Although this review focuses specifically on medication adherence, it should be noted that non-adherence to asthma trigger modification is also a recurrent problem in clinical practice that needs to be addressed.23 Findings from a 2-year retrospective cohort study showed that advice for managing asthma triggers was given in only 30% of visits and adherence to trigger advice was evaluated at only 6% of visits.23 These results show that asthma trigger management is suboptimal across multiple healthcare settings and should be a target for improvement in routine asthma outpatient visits.23

Prevalence of Non-Adherence in Adolescents

Although adolescents are less studied than other populations, the few studies carried out in this age group show a substantial reduction in adherence compared with younger children or older patients with asthma.5,1318,24,25 However, estimates vary from study to study, in part because of the range of methods available to evaluate adherence. These include both subjective and objective methods, as well as electronic monitoring devices, which represent the current gold standard for monitoring adherence.26

Several studies have been carried out using electronic monitoring devices. In a 6-month prospective study evaluating 27 children aged 7–12 years with mild-to-moderate asthma, adherence (evaluated using a metered-dose inhaler equipped with an electronic doser attached to their ICS) was found to decrease significantly with increasing age.13 Similar results were seen in a 1-month study of 106 children with asthma, which used electronic monitoring to measure medication adherence and also found a negative relationship between adherence and age.24 However, despite reduced adherence, adolescents in this study reported significantly increased knowledge and reasoning about asthma, and claimed to take greater responsibility for asthma management, compared with their younger counterparts.24 According to a review of pediatric asthma studies using electronic adherence monitoring, mean adherence rates are largely below 75%, while as many as half report rates of 50% or lower.15 For example, findings from an observational cohort study of 40 15–18-year-olds with asthma who were prescribed fluticasone/salmeterol, which was electronically monitored between visits, indicated a median treatment adherence of 43%, with significantly better adherence reported in the younger versus older participants.14

Although electronic adherence monitoring is widely considered to be more accurate than many other methods, several studies have looked at alternative ways of monitoring adherence. For example, a population-based cohort study of Dutch children aged 5–18 years evaluated adherence in terms of medication possession ratio and ratio of controller to total asthma drug, deriving data from a large primary care database (N>14,000).17 Using this approach, only 33% of ICS users were found to regularly use their inhaler more than 80% of the time.17 Studies using telephone interviews and retrospective analysis of prescription fills indicate that adherence to oral corticosteroids after emergency department visits is also lower in adolescents compared with younger patients.27,28

Some studies where adherence rates were self-reported by adolescents or parents gave higher estimates, although it should be noted that this method tends to give inflated figures compared with other measures.13 One study indicated a 77% rate of adherence to asthma treatment in adolescents, versus 92% in children.25 In another study, adherence recorded from interviews/surveys with adolescents and caregivers was 60% and 69%, respectively.16 Assuming that an adherence level of >75–80% is clinically relevant in terms of reducing asthma exacerbations,5,29 even these self-reported estimates of adherence in adolescents are insufficient for effective treatment.

[Provided data]:
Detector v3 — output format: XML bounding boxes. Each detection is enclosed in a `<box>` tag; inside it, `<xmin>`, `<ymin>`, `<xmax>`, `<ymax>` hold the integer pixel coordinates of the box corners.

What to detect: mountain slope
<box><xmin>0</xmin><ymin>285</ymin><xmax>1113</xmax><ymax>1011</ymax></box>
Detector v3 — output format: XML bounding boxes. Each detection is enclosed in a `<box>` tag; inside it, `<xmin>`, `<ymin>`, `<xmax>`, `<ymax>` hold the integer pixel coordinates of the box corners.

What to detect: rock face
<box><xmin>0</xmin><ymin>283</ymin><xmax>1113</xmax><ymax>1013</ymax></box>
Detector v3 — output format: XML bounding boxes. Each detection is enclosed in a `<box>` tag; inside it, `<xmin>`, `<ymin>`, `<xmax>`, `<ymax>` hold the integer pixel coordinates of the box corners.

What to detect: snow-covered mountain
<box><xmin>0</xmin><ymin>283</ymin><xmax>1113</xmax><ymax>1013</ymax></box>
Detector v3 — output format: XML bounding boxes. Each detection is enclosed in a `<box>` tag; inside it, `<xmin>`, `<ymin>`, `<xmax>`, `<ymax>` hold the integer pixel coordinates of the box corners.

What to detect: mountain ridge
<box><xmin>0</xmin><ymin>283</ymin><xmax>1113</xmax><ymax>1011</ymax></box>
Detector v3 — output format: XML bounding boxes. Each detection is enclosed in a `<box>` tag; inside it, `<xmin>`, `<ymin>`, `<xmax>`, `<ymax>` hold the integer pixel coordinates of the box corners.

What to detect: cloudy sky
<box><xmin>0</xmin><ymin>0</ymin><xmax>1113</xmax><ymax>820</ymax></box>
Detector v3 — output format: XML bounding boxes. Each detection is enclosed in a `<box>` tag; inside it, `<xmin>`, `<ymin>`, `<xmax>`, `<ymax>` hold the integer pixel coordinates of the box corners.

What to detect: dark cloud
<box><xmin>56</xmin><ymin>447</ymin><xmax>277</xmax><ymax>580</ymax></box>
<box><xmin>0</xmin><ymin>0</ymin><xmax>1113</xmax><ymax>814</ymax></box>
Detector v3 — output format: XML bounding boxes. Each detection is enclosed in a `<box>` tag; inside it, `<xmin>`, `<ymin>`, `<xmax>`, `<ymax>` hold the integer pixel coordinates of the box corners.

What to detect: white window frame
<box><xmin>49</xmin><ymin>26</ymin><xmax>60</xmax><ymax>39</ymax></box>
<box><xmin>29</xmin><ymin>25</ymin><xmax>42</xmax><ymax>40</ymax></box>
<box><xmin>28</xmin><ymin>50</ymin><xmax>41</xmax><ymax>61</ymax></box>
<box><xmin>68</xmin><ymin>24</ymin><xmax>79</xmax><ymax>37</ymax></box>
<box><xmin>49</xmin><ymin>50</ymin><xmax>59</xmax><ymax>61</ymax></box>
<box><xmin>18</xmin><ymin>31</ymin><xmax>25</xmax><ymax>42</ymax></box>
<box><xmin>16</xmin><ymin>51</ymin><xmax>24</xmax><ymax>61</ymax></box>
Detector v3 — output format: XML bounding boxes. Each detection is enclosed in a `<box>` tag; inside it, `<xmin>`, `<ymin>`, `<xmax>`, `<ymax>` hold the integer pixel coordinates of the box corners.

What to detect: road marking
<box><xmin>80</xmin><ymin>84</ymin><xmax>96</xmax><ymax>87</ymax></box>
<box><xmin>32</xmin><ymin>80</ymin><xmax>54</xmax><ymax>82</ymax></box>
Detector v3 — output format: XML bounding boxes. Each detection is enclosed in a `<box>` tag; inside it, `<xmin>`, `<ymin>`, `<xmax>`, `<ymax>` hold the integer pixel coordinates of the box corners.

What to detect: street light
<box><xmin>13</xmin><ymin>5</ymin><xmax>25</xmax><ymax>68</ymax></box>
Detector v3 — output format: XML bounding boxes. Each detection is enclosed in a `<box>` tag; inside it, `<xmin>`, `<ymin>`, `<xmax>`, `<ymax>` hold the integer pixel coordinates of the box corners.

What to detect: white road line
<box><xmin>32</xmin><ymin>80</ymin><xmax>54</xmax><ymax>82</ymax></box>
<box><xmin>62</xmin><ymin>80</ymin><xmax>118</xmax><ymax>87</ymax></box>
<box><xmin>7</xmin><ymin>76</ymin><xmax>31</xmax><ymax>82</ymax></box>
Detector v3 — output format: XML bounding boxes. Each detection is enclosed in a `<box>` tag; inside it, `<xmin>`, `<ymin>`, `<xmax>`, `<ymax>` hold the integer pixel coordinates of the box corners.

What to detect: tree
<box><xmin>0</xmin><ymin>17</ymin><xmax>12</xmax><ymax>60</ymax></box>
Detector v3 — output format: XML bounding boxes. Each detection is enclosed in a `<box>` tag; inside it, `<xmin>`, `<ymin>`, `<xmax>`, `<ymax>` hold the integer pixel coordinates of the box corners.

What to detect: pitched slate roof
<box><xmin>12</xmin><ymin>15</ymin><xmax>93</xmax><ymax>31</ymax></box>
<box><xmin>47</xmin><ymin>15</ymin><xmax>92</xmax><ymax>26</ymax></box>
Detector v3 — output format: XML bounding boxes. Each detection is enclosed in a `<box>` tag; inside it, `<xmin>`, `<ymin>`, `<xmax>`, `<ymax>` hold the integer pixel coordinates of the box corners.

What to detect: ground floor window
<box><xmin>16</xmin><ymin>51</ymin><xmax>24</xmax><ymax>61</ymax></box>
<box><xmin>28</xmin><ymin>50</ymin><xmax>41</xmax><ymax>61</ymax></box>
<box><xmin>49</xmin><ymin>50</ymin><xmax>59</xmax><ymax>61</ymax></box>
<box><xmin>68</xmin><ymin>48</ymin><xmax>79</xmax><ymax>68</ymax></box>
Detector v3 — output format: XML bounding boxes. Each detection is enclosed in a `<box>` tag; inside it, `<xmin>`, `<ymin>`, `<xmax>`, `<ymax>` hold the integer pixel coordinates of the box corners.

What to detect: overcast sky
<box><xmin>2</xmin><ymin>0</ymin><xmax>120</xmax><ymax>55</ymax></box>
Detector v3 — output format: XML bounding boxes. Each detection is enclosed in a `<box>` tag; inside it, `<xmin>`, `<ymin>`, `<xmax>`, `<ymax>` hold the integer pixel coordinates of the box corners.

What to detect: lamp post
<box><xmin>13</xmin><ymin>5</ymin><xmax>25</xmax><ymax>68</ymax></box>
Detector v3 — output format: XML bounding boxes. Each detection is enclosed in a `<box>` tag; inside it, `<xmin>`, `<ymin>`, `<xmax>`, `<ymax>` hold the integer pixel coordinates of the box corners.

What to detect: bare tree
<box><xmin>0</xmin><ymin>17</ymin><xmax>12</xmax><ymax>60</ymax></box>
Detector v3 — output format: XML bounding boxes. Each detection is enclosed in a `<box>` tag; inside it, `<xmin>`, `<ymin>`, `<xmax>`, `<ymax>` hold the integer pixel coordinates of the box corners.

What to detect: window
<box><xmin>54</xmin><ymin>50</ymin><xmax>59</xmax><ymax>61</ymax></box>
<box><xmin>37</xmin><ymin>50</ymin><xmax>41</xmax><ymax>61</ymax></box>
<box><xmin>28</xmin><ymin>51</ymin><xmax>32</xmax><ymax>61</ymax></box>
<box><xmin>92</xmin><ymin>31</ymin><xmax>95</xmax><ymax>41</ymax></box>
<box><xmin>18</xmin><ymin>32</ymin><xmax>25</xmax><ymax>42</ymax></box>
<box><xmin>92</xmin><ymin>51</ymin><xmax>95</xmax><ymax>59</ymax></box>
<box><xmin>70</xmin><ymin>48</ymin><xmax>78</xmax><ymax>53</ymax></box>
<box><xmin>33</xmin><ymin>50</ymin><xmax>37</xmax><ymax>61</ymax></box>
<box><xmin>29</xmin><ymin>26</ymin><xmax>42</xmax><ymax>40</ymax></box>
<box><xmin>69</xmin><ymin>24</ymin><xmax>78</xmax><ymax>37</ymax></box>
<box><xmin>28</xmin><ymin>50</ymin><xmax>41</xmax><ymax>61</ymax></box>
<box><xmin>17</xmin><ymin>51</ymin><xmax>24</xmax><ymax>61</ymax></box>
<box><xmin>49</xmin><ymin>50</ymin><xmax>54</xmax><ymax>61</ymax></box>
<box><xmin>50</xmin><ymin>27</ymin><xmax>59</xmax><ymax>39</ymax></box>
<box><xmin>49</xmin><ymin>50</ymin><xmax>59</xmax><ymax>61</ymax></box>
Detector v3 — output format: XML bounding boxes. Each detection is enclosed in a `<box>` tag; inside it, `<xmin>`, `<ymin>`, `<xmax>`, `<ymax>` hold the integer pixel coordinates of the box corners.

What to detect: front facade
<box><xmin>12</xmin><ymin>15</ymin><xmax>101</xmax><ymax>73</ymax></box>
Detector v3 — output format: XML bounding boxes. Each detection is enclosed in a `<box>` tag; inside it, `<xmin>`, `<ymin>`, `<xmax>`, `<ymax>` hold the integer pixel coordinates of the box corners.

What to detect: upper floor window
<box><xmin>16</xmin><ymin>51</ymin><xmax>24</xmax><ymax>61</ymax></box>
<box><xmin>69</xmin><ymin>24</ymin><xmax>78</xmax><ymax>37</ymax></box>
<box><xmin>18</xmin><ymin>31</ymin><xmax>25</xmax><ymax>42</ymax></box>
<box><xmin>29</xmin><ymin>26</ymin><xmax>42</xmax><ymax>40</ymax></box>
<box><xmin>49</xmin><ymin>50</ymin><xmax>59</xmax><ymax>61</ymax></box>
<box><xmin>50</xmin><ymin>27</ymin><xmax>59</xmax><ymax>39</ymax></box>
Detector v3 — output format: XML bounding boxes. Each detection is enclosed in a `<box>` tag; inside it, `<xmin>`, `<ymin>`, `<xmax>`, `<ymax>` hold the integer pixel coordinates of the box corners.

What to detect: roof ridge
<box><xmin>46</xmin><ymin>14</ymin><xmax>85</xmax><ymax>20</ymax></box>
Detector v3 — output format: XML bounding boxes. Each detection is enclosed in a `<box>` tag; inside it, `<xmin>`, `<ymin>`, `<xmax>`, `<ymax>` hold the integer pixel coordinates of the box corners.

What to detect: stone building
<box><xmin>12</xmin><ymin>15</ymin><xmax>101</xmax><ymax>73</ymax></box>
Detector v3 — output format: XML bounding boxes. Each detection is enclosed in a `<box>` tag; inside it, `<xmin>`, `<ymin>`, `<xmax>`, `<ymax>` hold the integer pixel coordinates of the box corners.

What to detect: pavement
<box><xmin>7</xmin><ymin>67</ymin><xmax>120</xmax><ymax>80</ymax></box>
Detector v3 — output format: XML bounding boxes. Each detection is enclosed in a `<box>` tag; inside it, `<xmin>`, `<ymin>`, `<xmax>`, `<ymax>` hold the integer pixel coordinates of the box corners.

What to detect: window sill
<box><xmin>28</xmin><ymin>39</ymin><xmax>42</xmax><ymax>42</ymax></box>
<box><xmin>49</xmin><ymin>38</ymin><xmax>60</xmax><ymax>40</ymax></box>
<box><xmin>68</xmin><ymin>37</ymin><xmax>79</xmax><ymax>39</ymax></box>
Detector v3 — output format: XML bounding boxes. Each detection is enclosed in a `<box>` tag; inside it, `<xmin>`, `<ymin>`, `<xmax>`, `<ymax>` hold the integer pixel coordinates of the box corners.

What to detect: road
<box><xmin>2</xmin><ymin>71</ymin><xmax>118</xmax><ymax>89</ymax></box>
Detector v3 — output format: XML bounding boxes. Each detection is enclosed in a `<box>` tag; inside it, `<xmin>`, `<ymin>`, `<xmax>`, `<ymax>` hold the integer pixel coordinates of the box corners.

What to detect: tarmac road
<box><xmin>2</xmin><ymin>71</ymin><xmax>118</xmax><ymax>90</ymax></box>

[Work to be completed]:
Rewrite the asthma adherence text starting at "Some studies where" and ending at "for effective treatment.", with "caregivers" changed to "guardians".

[Output of the exercise]:
Some studies where adherence rates were self-reported by adolescents or parents gave higher estimates, although it should be noted that this method tends to give inflated figures compared with other measures.13 One study indicated a 77% rate of adherence to asthma treatment in adolescents, versus 92% in children.25 In another study, adherence recorded from interviews/surveys with adolescents and guardians was 60% and 69%, respectively.16 Assuming that an adherence level of >75–80% is clinically relevant in terms of reducing asthma exacerbations,5,29 even these self-reported estimates of adherence in adolescents are insufficient for effective treatment.